-------- Source data --------
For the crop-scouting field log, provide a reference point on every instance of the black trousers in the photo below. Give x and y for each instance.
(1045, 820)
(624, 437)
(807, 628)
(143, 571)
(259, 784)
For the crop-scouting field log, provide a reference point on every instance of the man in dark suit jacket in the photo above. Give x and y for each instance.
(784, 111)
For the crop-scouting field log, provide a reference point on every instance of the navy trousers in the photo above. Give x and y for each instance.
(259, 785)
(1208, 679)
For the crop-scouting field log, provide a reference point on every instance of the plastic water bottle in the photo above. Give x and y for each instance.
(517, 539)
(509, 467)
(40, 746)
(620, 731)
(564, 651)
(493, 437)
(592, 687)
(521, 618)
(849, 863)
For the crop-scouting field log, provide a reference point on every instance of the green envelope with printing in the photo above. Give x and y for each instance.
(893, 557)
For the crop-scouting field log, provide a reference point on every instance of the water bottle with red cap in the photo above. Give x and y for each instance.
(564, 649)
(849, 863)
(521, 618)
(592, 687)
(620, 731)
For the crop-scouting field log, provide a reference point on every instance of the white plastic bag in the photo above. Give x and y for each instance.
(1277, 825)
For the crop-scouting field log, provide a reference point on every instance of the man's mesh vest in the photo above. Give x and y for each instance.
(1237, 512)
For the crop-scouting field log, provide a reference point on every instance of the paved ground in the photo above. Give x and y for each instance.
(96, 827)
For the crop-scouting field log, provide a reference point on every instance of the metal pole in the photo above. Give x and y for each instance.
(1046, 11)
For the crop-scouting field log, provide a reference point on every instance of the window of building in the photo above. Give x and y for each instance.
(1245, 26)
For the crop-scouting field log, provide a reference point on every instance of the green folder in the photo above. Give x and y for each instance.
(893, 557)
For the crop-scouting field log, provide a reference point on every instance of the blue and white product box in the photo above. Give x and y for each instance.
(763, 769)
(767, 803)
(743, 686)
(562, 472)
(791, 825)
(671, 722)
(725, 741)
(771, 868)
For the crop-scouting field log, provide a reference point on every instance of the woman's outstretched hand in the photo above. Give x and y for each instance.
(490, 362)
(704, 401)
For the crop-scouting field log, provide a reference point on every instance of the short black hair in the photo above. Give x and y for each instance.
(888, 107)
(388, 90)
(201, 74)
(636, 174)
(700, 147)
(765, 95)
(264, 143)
--------
-------- Source data --------
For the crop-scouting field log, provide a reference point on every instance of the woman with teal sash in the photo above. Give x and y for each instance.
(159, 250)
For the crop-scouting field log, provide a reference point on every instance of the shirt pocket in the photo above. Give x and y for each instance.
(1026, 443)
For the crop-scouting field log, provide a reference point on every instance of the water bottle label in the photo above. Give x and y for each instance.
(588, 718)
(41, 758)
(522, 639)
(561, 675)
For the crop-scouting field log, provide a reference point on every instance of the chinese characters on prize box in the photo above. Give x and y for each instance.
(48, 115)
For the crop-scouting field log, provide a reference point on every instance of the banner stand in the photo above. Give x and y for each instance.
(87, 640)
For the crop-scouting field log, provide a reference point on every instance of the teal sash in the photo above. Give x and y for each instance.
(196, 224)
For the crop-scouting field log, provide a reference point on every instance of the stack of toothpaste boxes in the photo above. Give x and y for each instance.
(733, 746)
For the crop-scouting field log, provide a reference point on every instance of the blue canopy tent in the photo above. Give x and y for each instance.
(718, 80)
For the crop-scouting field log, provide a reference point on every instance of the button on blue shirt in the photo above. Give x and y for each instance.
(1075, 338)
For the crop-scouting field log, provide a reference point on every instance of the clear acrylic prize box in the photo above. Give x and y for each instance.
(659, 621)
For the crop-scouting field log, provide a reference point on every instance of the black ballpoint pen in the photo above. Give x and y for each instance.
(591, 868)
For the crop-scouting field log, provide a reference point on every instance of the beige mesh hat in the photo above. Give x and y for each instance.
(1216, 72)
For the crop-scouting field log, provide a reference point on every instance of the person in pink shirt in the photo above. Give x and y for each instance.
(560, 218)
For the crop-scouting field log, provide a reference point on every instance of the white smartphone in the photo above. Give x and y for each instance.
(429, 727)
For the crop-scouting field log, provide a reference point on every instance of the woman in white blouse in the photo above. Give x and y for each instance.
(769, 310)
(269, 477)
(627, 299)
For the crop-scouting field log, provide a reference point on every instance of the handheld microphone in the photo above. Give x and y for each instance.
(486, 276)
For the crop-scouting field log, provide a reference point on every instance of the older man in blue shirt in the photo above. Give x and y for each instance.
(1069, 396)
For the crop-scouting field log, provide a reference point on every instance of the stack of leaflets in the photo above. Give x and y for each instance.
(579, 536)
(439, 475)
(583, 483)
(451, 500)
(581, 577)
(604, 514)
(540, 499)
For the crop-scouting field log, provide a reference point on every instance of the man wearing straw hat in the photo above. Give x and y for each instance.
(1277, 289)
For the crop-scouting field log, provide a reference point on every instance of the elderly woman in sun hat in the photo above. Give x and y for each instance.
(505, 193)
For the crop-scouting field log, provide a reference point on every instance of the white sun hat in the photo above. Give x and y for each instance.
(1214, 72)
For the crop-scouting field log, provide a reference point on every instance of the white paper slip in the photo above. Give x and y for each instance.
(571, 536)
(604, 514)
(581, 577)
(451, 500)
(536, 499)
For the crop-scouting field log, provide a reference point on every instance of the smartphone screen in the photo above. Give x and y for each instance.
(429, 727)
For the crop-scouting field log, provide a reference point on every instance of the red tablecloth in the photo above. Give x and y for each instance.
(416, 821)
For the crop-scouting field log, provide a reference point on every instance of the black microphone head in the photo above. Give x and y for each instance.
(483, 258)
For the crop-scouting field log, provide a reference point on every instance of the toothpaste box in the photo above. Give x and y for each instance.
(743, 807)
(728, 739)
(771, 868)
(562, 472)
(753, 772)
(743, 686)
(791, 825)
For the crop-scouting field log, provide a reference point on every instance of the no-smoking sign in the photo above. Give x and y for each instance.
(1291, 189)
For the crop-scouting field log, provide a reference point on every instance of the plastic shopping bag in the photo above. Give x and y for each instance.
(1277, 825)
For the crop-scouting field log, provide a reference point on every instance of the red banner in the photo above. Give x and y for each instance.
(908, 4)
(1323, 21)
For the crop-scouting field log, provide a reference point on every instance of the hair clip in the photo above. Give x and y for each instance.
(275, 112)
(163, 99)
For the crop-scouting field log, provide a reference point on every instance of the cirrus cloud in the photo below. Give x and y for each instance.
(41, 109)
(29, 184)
--------
■ Task to complete: Render the listing from the line containing "of the button" through the line containing "(1075, 338)", both included, as a JSON list of strings with one string per line and no blank lines.

■ Task answer:
[
  "For the crop-scouting field log, provide a reference point on every instance of the button on blue shirt in the photo above. Give x and y for each instance.",
  "(1075, 338)"
]